* [WHAT YOU NEED TO DO]
Every line with "dress" in it should be copied from the data.

Segment Start: STUDY MATERIAL

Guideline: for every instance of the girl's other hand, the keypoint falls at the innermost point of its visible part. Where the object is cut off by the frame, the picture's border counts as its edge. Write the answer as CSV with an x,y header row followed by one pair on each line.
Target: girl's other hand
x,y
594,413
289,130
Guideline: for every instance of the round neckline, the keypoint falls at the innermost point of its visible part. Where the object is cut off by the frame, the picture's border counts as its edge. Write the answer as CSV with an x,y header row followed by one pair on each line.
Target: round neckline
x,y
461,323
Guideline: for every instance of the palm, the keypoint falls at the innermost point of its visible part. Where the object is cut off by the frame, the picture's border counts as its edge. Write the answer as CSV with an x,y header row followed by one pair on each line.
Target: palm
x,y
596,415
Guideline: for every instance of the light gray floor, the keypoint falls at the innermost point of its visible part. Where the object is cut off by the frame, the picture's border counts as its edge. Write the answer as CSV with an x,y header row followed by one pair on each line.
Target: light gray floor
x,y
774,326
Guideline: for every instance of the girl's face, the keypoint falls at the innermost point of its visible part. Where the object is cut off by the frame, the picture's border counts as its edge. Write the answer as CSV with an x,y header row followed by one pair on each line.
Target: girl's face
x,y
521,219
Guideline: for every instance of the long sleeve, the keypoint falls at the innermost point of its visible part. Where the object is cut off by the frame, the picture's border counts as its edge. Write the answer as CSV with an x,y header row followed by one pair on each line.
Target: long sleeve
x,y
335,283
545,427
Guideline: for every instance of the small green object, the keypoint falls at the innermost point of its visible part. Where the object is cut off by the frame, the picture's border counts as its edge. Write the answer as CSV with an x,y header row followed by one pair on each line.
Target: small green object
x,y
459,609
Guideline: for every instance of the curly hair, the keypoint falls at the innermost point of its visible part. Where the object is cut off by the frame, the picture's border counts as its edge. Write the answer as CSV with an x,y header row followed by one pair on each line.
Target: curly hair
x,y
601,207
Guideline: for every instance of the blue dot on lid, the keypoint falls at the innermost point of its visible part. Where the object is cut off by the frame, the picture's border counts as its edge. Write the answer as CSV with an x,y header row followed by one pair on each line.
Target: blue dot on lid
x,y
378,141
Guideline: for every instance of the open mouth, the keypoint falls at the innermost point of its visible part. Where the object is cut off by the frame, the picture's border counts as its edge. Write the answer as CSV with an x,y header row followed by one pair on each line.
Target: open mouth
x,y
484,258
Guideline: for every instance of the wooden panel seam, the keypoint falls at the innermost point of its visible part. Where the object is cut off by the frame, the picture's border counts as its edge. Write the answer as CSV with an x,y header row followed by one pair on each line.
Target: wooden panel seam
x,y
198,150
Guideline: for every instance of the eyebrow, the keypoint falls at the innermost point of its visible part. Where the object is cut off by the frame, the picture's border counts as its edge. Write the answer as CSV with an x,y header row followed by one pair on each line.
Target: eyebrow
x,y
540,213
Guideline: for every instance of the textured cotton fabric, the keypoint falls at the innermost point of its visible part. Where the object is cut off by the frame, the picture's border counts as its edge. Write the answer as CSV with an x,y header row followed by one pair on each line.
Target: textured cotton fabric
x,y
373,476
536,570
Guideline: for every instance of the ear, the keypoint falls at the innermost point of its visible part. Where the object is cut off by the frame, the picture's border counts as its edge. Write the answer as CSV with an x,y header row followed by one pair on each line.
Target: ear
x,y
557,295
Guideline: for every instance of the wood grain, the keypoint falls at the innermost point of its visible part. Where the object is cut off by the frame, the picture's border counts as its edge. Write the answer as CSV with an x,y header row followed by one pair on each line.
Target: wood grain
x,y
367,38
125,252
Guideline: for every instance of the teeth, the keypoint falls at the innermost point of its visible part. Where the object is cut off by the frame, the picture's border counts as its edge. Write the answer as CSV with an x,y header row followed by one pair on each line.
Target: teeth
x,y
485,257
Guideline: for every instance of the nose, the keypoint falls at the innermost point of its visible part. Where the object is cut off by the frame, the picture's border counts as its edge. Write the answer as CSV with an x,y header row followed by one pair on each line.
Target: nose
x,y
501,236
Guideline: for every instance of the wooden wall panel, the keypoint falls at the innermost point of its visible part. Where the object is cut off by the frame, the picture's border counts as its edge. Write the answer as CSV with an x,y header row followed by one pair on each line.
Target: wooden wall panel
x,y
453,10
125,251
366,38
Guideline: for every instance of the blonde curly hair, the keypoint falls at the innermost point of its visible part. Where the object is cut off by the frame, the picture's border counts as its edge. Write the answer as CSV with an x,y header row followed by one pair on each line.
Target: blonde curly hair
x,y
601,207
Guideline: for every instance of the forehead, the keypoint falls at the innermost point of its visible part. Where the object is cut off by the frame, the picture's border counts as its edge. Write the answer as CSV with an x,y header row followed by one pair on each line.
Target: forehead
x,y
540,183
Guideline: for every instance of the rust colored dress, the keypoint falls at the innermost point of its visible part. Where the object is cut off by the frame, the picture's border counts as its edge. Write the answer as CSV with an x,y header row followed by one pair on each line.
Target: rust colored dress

Segment End: STUDY MATERIAL

* [RESULT BELOW]
Guideline: for every instance of the rust colored dress, the keypoint falls at the innermost point of its visible part. Where the object is cut off by the frame, the picture's border counts as its edge. Write the answer as CSV with an x,y header row followed by one pair on each line.
Target: rust colored dress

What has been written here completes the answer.